EXTRAIT DU DOCUMENT ▸
▼▼▼

Jurisprudence : Responsabilité
Juridiction de proximité 2ème arrondissement de Paris Jugement du 30 avril 2013
Léonard S. / Free
assignation - fournisseur d'accès - inexecution - procédure - signature - signature électronique - téléphonie - tiers - validité
FAITS ET PROCÉDURE
Par déclaration au greffe du 11 décembre 2012 reçue le 21 décembre 2012, M. S. Léonard a fait convoquer devant la juridiction de proximité la société Free aux fins de l’entendre condamnée à lui payer :
– la somme de 539,70 € en principal ;
– la somme de 100 € à titre de dommages-intérêts ;
A l’appui de ses demandes, il expose être abonné de l’opérateur Free depuis août 2011 et avoir constaté de graves ralentissements sur les sites Youtube.com et l’APP Store d’Apple.
Il observe que ces problèmes surviennent en particulier le soir et le week-end et n’accepte pas d’être la « victime » de la concurrence entre Free et Google.
Il produit aux débats des articles qui démontrent que de nombreux internautes subissent les mêmes agissements et demande donc réparation du préjudice qui lui a été causé.
Il limite sa demande à la période de septembre 2011 à novembre 2012, ayant constaté une amélioration depuis cette dernière date.
Il chiffre sa demande sur la base du forfait mensuel de 35,98 € (hors options) soit pour 15 mois 539,78 €.
A l’audience des plaidoiries, il oppose à l’exception de nullité soulevée par la défenderesse qu’il a personnellement rempli la déclaration au greffe publiée sur le site demander en justice.com, y a apposé la signature électronique et l’a renvoyée par l’intermédiaire du même site.
Il ajoute que cette signature est bien certifiée par un certificateur agréé par le Ministère de la Justice. Il conclut donc au rejet de l’exception de nullité de la demande.
Il forme enfin une demande complémentaire en paiement de la somme de 100 € en application des dispositions de l’article 700 du code de procédure civile.
La société Free invoque, in limine litis, une exception de nullité de la saisine.
Elle observe que la déclaration au greffe datée du 11 décembre 2012 n’a pas été signée par le demandeur, comme il le reconnaît lui-même dans ses conclusions.

▲▲▲

ENTRÉES DE DONNÉES ▸
▼▼▼

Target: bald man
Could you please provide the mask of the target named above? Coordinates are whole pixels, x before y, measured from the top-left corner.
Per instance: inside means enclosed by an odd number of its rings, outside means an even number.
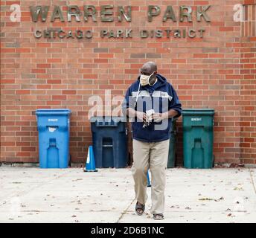
[[[145,210],[147,173],[150,169],[150,212],[153,219],[163,219],[171,121],[181,115],[182,105],[172,85],[158,74],[156,64],[147,62],[128,89],[122,107],[132,121],[135,212],[141,216]]]

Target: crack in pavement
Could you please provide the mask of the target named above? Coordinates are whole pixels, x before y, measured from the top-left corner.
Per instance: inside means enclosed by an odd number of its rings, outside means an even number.
[[[60,178],[60,177],[62,177],[62,176],[65,176],[66,174],[68,174],[68,173],[70,173],[70,171],[68,170],[66,173],[63,173],[63,174],[62,174],[62,175],[60,175],[60,176],[56,176],[55,178],[53,178],[52,179],[51,179],[51,180],[49,180],[49,181],[43,181],[43,182],[40,183],[39,184],[38,184],[38,185],[33,187],[33,188],[30,188],[29,190],[24,190],[24,191],[21,192],[20,193],[19,193],[19,192],[18,192],[16,195],[10,196],[10,197],[9,197],[7,200],[4,200],[4,201],[1,202],[0,203],[0,207],[2,206],[2,205],[6,205],[8,202],[10,202],[10,200],[11,199],[13,199],[13,198],[14,198],[14,197],[17,197],[17,196],[23,196],[23,195],[25,195],[25,194],[26,194],[26,193],[29,193],[31,192],[32,190],[36,190],[36,189],[37,189],[37,188],[39,188],[39,187],[43,186],[44,184],[45,184],[45,183],[47,183],[47,184],[48,184],[48,183],[50,183],[50,182],[54,181],[55,179]]]
[[[120,217],[118,218],[118,221],[116,223],[119,223],[121,219],[123,218],[124,215],[127,213],[127,211],[128,210],[129,208],[132,205],[133,202],[135,200],[135,198],[132,199],[132,201],[130,202],[130,204],[128,205],[128,207],[124,210],[124,211],[121,213]]]

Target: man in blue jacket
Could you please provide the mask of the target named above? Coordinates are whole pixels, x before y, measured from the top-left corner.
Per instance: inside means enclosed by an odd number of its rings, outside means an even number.
[[[153,219],[162,219],[171,121],[181,115],[182,105],[171,84],[158,74],[155,62],[146,62],[140,73],[128,89],[122,105],[124,113],[132,121],[135,212],[141,216],[145,209],[150,168],[151,213]]]

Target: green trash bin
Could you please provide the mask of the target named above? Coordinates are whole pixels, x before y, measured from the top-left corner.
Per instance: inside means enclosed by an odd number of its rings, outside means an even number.
[[[214,110],[183,109],[184,167],[193,169],[213,167]]]
[[[176,123],[177,118],[173,118],[172,127],[170,136],[169,155],[167,168],[174,168],[176,161]]]

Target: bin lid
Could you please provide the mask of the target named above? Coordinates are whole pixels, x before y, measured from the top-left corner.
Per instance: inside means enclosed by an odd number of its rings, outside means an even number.
[[[182,109],[182,115],[213,115],[214,109]]]
[[[118,126],[118,123],[126,122],[125,117],[92,117],[91,123],[95,123],[97,126]]]
[[[71,111],[68,109],[36,109],[36,115],[70,115]]]

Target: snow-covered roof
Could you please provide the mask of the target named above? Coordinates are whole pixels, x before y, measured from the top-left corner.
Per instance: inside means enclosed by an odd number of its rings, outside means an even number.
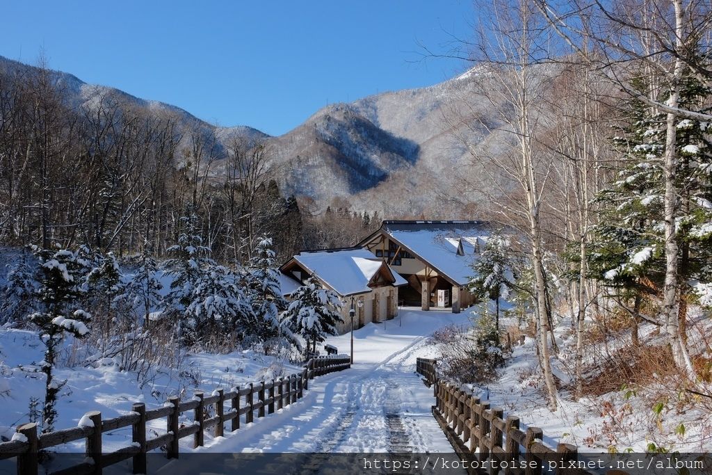
[[[341,296],[370,292],[369,282],[383,266],[387,265],[363,248],[302,251],[294,260]],[[407,283],[398,273],[390,270],[394,286]],[[289,276],[285,276],[291,279]],[[293,279],[292,279],[293,280]],[[283,293],[284,288],[283,288]]]
[[[480,221],[386,221],[382,229],[438,273],[465,286],[474,274],[476,247],[484,246],[491,226]]]

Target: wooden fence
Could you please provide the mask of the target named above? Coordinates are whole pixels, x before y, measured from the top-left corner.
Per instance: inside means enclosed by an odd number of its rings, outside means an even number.
[[[433,416],[463,460],[472,460],[477,454],[479,461],[496,460],[498,462],[517,461],[523,462],[526,469],[509,467],[502,471],[509,474],[525,473],[535,475],[543,473],[545,461],[561,461],[566,466],[568,461],[577,459],[578,449],[570,444],[558,444],[555,449],[542,442],[543,432],[538,427],[520,428],[519,418],[504,417],[499,407],[490,407],[488,402],[481,402],[467,390],[438,377],[435,360],[418,358],[417,371],[424,377],[424,382],[433,387],[435,405]],[[514,465],[510,463],[509,465]],[[491,474],[497,473],[491,470]],[[473,470],[472,473],[481,473]],[[557,473],[591,474],[579,469],[567,469]],[[614,470],[610,473],[623,475],[626,472]]]
[[[98,411],[88,412],[80,425],[71,429],[38,434],[36,424],[25,424],[17,427],[17,434],[11,441],[0,443],[0,460],[16,457],[19,475],[36,475],[39,451],[85,439],[86,456],[90,460],[53,475],[100,474],[103,468],[127,459],[133,459],[134,474],[145,474],[147,452],[165,447],[169,459],[177,458],[181,439],[192,437],[194,447],[202,446],[205,431],[211,429],[214,436],[222,436],[227,422],[230,422],[231,431],[238,430],[242,416],[248,424],[254,420],[256,411],[258,417],[272,414],[301,398],[304,390],[308,389],[310,380],[350,367],[348,355],[320,356],[309,360],[300,373],[278,380],[251,382],[227,392],[218,389],[210,395],[197,391],[187,401],[169,397],[162,407],[151,409],[147,409],[143,403],[136,403],[129,414],[112,419],[102,419]],[[229,404],[226,411],[226,404]],[[192,423],[180,423],[180,415],[191,411]],[[214,415],[206,417],[211,414]],[[146,422],[162,418],[166,419],[166,432],[148,439]],[[132,428],[132,444],[111,453],[103,452],[101,434],[130,426]]]

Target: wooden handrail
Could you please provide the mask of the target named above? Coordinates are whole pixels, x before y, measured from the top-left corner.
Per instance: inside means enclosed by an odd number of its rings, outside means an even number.
[[[37,475],[40,450],[84,439],[87,456],[93,463],[83,462],[63,469],[61,472],[100,474],[106,466],[132,458],[133,473],[145,474],[147,452],[164,447],[168,458],[177,458],[181,439],[192,436],[194,445],[202,446],[206,429],[214,428],[213,435],[221,437],[224,434],[225,424],[229,422],[231,431],[239,430],[242,416],[247,424],[254,420],[255,411],[258,412],[258,417],[273,414],[276,410],[276,410],[279,410],[303,397],[309,380],[350,367],[350,358],[347,355],[314,357],[305,363],[298,374],[278,380],[249,383],[228,392],[218,388],[210,395],[196,391],[192,400],[182,402],[179,397],[172,397],[162,407],[151,409],[147,409],[143,403],[135,403],[128,414],[110,419],[102,419],[101,413],[98,411],[88,412],[85,420],[91,421],[93,425],[86,424],[39,434],[36,424],[24,424],[17,427],[18,435],[13,440],[0,442],[0,460],[16,457],[19,475]],[[241,404],[242,397],[245,398],[244,406]],[[230,408],[226,411],[225,404],[228,402]],[[206,414],[210,407],[214,415],[208,417]],[[190,411],[194,412],[193,423],[181,427],[179,422],[181,414]],[[166,418],[166,432],[147,439],[146,422],[162,418]],[[102,434],[128,427],[132,428],[132,444],[111,453],[103,453]]]
[[[541,429],[528,427],[523,432],[520,429],[518,417],[513,415],[505,417],[502,409],[491,408],[488,402],[480,401],[471,392],[440,378],[435,360],[418,358],[416,370],[424,377],[426,385],[434,387],[433,416],[463,460],[471,459],[476,453],[480,461],[499,460],[504,456],[508,460],[520,460],[523,457],[529,466],[525,471],[526,474],[540,474],[542,461],[548,457],[576,460],[578,453],[576,446],[559,444],[555,448],[550,447],[542,441]],[[538,468],[531,468],[535,466]],[[503,473],[508,475],[513,472],[511,468],[508,468]],[[579,469],[567,473],[592,474]]]

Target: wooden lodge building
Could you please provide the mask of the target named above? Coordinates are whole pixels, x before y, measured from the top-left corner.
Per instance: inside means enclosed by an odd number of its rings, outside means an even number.
[[[354,328],[395,316],[398,287],[407,282],[381,259],[362,247],[303,251],[280,268],[282,293],[288,297],[313,276],[325,288],[338,294],[344,303],[340,334],[351,328],[349,310],[355,310]]]
[[[467,285],[491,230],[481,221],[384,221],[360,245],[407,281],[399,288],[405,305],[457,313],[474,303]]]

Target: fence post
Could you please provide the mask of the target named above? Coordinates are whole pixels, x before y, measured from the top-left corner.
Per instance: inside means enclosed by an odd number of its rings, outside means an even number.
[[[470,396],[468,405],[470,407],[470,451],[474,454],[480,447],[480,417],[477,413],[479,409],[480,398]]]
[[[131,428],[131,440],[139,444],[139,453],[133,456],[133,473],[145,474],[146,468],[146,404],[137,402],[131,410],[138,414],[138,420]]]
[[[204,430],[203,421],[205,419],[205,404],[203,402],[204,394],[202,391],[196,391],[195,397],[198,400],[198,407],[193,413],[193,420],[198,423],[198,432],[195,433],[193,439],[194,448],[203,447],[205,441],[205,434],[203,432]]]
[[[570,444],[559,444],[556,446],[556,453],[560,456],[562,464],[564,467],[567,466],[567,462],[571,460],[576,460],[578,455],[578,449],[575,445]],[[556,470],[557,475],[565,475],[565,474],[574,473],[575,470],[567,468],[559,468]]]
[[[470,432],[470,426],[472,424],[472,410],[471,406],[470,404],[470,401],[472,400],[471,395],[467,395],[465,396],[465,401],[463,404],[463,411],[464,412],[464,419],[462,421],[463,428],[462,428],[462,439],[466,443],[468,442],[472,437],[471,432]]]
[[[173,434],[173,439],[166,447],[166,455],[169,459],[178,458],[178,419],[180,418],[180,398],[177,396],[171,396],[168,398],[168,403],[173,406],[173,410],[168,414],[167,432]]]
[[[215,403],[215,414],[218,417],[218,424],[215,426],[215,437],[221,437],[225,434],[225,390],[218,390],[218,402]]]
[[[507,416],[507,420],[504,425],[505,432],[505,448],[504,451],[512,460],[519,460],[519,442],[510,437],[509,433],[515,429],[519,429],[519,417],[515,416]],[[504,469],[504,475],[510,475],[512,473],[512,467],[508,466]]]
[[[249,407],[247,413],[245,414],[245,424],[249,424],[250,422],[255,420],[255,414],[252,411],[255,408],[254,403],[252,400],[252,392],[254,390],[254,387],[253,384],[250,383],[250,392],[245,395],[245,404]]]
[[[276,382],[277,380],[272,380],[272,385],[269,388],[269,405],[267,406],[268,414],[273,414],[274,412],[274,385]]]
[[[491,438],[488,437],[492,420],[489,402],[481,402],[480,410],[480,461],[483,461],[489,457],[490,449],[487,446],[487,441],[491,442]]]
[[[495,419],[502,419],[504,416],[504,411],[500,407],[493,407],[490,415],[491,416],[491,419],[490,419],[490,442],[492,442],[491,449],[493,456],[497,453],[495,447],[502,448],[502,443],[503,442],[502,430],[497,427],[494,420]],[[494,467],[490,467],[490,474],[491,475],[496,475],[498,471],[498,470]]]
[[[17,432],[27,437],[29,447],[27,451],[17,456],[18,475],[37,475],[37,424],[35,422],[23,424]]]
[[[260,407],[257,409],[257,417],[265,417],[265,382],[260,383],[260,390],[257,392],[257,399],[260,402]]]
[[[235,391],[235,397],[232,398],[232,404],[230,405],[232,409],[237,412],[237,415],[232,418],[230,429],[234,432],[240,428],[240,387],[236,386],[233,390]]]
[[[284,407],[284,378],[279,378],[279,385],[277,386],[277,409]]]
[[[525,459],[527,461],[527,466],[524,473],[526,475],[541,474],[542,467],[540,463],[540,461],[535,460],[534,454],[531,451],[531,447],[534,440],[541,439],[542,435],[541,429],[538,427],[528,427],[527,432],[524,435],[524,449],[527,451],[525,456]]]
[[[86,454],[88,457],[91,457],[94,460],[94,469],[93,473],[101,473],[101,412],[99,411],[89,411],[84,414],[85,417],[88,417],[92,422],[93,431],[90,435],[87,437]]]

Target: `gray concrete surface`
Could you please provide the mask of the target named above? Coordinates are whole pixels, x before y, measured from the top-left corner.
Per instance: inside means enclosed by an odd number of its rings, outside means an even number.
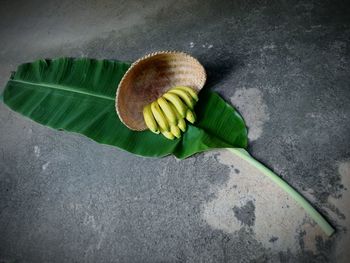
[[[1,104],[0,262],[348,262],[349,11],[345,1],[2,1],[0,90],[36,58],[189,52],[243,114],[250,152],[337,233],[322,236],[225,151],[140,158]]]

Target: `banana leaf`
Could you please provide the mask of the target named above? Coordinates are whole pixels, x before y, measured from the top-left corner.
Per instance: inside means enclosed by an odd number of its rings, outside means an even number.
[[[212,148],[245,148],[247,129],[238,112],[203,90],[180,139],[131,131],[118,118],[115,94],[130,63],[88,58],[40,59],[12,73],[3,100],[12,110],[48,127],[83,134],[96,142],[150,157],[186,158]]]
[[[118,83],[130,63],[88,58],[41,59],[22,64],[8,81],[3,101],[14,111],[48,127],[83,134],[131,153],[186,158],[212,148],[229,148],[299,203],[327,235],[334,228],[278,175],[255,160],[247,147],[247,128],[239,113],[218,94],[203,90],[195,108],[197,122],[182,138],[168,140],[150,131],[129,130],[115,111]]]

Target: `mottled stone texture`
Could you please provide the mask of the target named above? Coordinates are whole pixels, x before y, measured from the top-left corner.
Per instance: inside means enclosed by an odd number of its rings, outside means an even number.
[[[267,227],[280,231],[268,235],[261,196],[244,186],[253,173],[221,152],[136,157],[45,128],[1,103],[0,262],[347,262],[348,6],[2,1],[0,91],[18,64],[36,58],[134,61],[157,50],[189,52],[207,69],[207,88],[245,117],[250,152],[307,196],[337,234],[327,239],[307,219],[300,228],[284,222],[295,204],[271,191],[266,202],[287,205],[274,206]]]

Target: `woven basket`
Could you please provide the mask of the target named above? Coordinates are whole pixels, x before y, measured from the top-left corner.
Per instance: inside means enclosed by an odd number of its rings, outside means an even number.
[[[206,81],[204,67],[183,52],[161,51],[135,61],[119,83],[116,110],[131,130],[143,131],[143,107],[174,86],[192,87],[198,92]]]

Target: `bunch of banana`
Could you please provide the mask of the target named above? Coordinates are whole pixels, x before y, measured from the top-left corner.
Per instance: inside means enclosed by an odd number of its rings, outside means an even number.
[[[174,87],[143,108],[145,123],[156,134],[162,133],[170,140],[180,138],[181,131],[186,131],[185,119],[190,123],[196,121],[193,109],[197,101],[192,88]]]

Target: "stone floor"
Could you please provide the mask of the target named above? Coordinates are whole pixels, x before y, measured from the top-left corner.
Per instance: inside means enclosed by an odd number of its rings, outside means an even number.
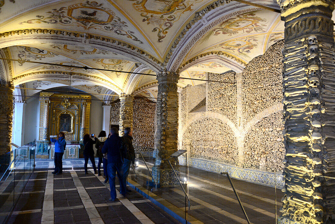
[[[225,176],[189,168],[188,184],[184,185],[189,193],[189,210],[180,186],[157,189],[147,186],[148,178],[151,178],[139,160],[137,175],[131,169],[128,178],[133,191],[126,198],[118,193],[119,199],[111,202],[109,184],[103,182],[102,176],[94,175],[92,170],[87,175],[77,170],[80,165],[82,168],[82,160],[66,160],[63,174],[54,176],[51,170],[43,170],[52,168],[52,161],[37,161],[38,169],[7,223],[185,223],[185,219],[195,224],[247,223]],[[89,162],[89,168],[90,165]],[[147,165],[151,169],[153,164]],[[181,166],[181,170],[183,180],[185,167]],[[274,188],[232,180],[251,223],[275,223]],[[283,193],[280,189],[276,193],[278,216]],[[0,211],[0,216],[5,213]]]
[[[7,223],[178,223],[135,191],[110,201],[109,184],[91,172],[39,171],[31,179]]]

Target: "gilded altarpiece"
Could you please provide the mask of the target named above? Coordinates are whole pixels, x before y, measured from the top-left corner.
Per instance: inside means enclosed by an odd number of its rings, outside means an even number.
[[[67,142],[64,158],[78,158],[79,141],[89,128],[90,95],[41,92],[40,101],[37,157],[53,158],[55,145],[49,137],[62,131]]]

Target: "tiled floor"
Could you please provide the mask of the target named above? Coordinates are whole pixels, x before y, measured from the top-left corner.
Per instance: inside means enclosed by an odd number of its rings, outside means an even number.
[[[83,171],[73,169],[74,165],[80,166],[83,161],[65,162],[63,174],[54,176],[51,171],[41,170],[52,168],[52,162],[40,161],[44,164],[33,174],[8,223],[179,223],[171,215],[195,224],[247,223],[227,179],[219,174],[189,168],[188,184],[184,185],[190,199],[189,210],[180,186],[147,187],[148,173],[140,161],[135,169],[136,178],[131,169],[128,182],[142,194],[133,190],[126,198],[121,198],[118,193],[119,199],[114,202],[109,200],[109,185],[103,182],[102,176],[92,171],[86,175]],[[148,164],[149,168],[153,165]],[[182,179],[185,171],[181,166]],[[251,223],[275,223],[273,188],[233,179],[232,181]],[[4,192],[5,196],[1,196],[5,199],[8,193]],[[280,189],[276,193],[278,216],[283,193]]]
[[[27,184],[7,223],[178,223],[135,191],[126,198],[110,201],[109,184],[91,172],[85,175],[72,171],[54,175],[51,172],[34,173],[31,179],[35,180]]]

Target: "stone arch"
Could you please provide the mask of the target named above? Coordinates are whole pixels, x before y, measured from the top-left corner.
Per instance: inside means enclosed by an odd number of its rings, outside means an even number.
[[[283,109],[283,105],[282,103],[278,103],[269,107],[259,112],[250,121],[247,123],[242,132],[244,135],[246,134],[250,130],[253,126],[258,123],[262,119],[266,117],[271,114]]]
[[[238,62],[236,60],[229,58],[227,56],[222,55],[224,56],[220,57],[215,54],[203,54],[194,57],[193,59],[189,60],[178,68],[179,73],[187,70],[189,68],[197,64],[205,63],[208,61],[215,61],[219,63],[230,69],[237,73],[243,72],[245,64],[243,62]],[[231,56],[232,58],[233,57]]]
[[[244,133],[243,163],[247,168],[278,171],[283,168],[280,162],[285,153],[282,115],[274,107],[267,109],[248,123]]]
[[[150,68],[145,65],[142,65],[136,68],[133,71],[133,72],[144,73],[145,72],[150,70]],[[127,95],[133,94],[133,92],[135,90],[135,86],[137,84],[142,76],[144,75],[139,74],[129,74],[127,77],[127,84],[124,89],[124,93]]]
[[[199,119],[207,117],[211,118],[220,120],[224,124],[226,124],[231,129],[236,137],[237,137],[237,136],[239,135],[239,132],[235,125],[226,116],[218,113],[206,111],[197,113],[188,120],[182,129],[182,132],[181,133],[181,135],[182,135],[184,134],[187,127],[193,122]]]

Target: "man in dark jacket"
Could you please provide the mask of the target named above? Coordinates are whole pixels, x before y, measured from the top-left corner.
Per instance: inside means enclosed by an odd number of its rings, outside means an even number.
[[[109,178],[109,186],[111,187],[111,197],[109,199],[115,201],[116,199],[115,190],[115,176],[118,172],[118,177],[120,182],[120,193],[125,196],[126,186],[122,178],[122,161],[120,149],[121,146],[121,137],[119,136],[118,131],[116,128],[111,129],[111,137],[105,142],[102,150],[103,154],[107,153],[107,174]]]
[[[123,150],[124,154],[124,159],[122,165],[122,171],[123,172],[123,183],[124,186],[127,186],[127,178],[129,174],[130,168],[130,163],[133,164],[135,162],[135,151],[133,146],[133,130],[129,127],[125,128],[125,134],[121,138],[122,140]],[[126,188],[127,192],[130,192],[131,190]]]

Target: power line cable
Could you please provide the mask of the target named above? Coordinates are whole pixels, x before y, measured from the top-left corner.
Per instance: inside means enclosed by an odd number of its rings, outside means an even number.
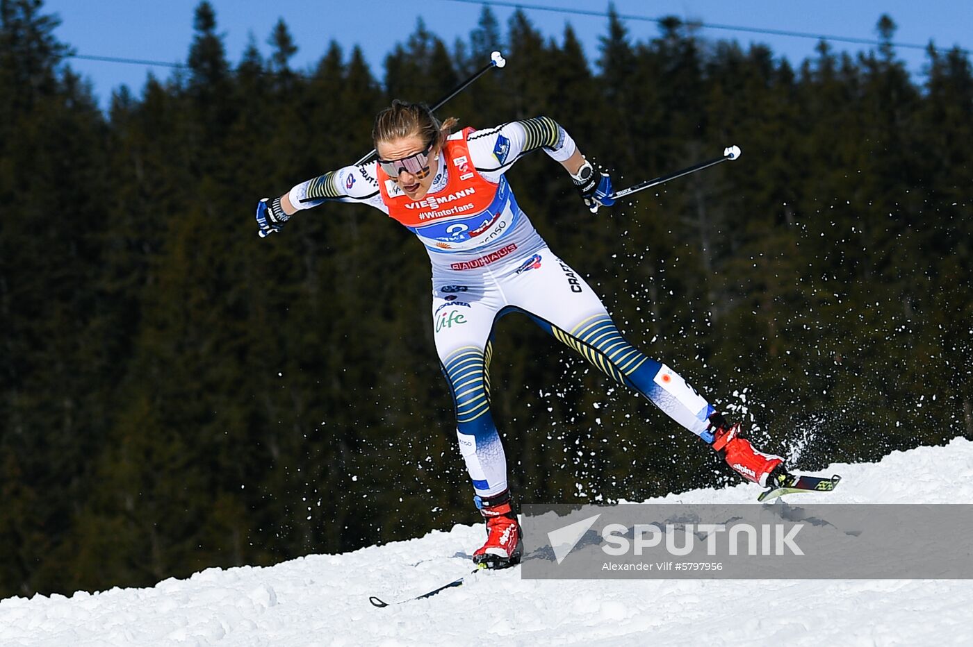
[[[528,9],[540,12],[555,12],[559,14],[576,14],[578,16],[593,16],[597,17],[609,17],[608,12],[596,12],[587,9],[571,9],[569,7],[545,7],[543,5],[529,5],[523,2],[502,2],[501,0],[447,0],[448,2],[461,2],[469,5],[486,5],[488,7],[507,7],[511,9]],[[635,14],[615,14],[624,20],[639,20],[643,22],[661,23],[665,18],[651,17],[649,16],[638,16]],[[883,41],[876,41],[867,38],[855,38],[852,36],[835,36],[833,34],[812,34],[804,31],[791,31],[787,29],[767,29],[762,27],[747,27],[745,25],[718,24],[715,22],[702,22],[692,20],[689,24],[703,27],[706,29],[726,29],[728,31],[745,31],[755,34],[769,34],[772,36],[790,36],[793,38],[812,38],[817,41],[836,41],[840,43],[854,43],[855,45],[885,45]],[[895,48],[908,48],[914,50],[926,50],[928,45],[916,45],[915,43],[888,43]],[[941,51],[942,48],[933,48]],[[959,49],[964,54],[970,53],[969,50]]]
[[[156,67],[185,68],[185,63],[167,63],[162,60],[145,60],[142,58],[120,58],[118,56],[90,56],[87,54],[69,53],[67,58],[81,58],[83,60],[98,60],[105,63],[130,63],[132,65],[153,65]]]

▲▲▲

LISTE DES TÂCHES ▸
(A) Répondez à ces questions sur l'extrait du jugement :
(i) Depuis quand M. S. Léonard est-il abonné de l'opérateur Free ?
(ii) Sur quel site a-t-il rempli la déclaration au greffe ?
(iii) Quelle exception la société Free invoque-t-elle in limine litis ?
(B) Quels sont tous les sites internet nommés dans l'extrait du jugement ?

RÉSULTATS DES EXERCICES ▸
(A)
(i) Depuis août 2011.
(ii) Sur le site demander en justice.com.
(iii) Une exception de nullité de la saisine.

(B) Youtube.com, l'APP Store d'Apple et demander en justice.com.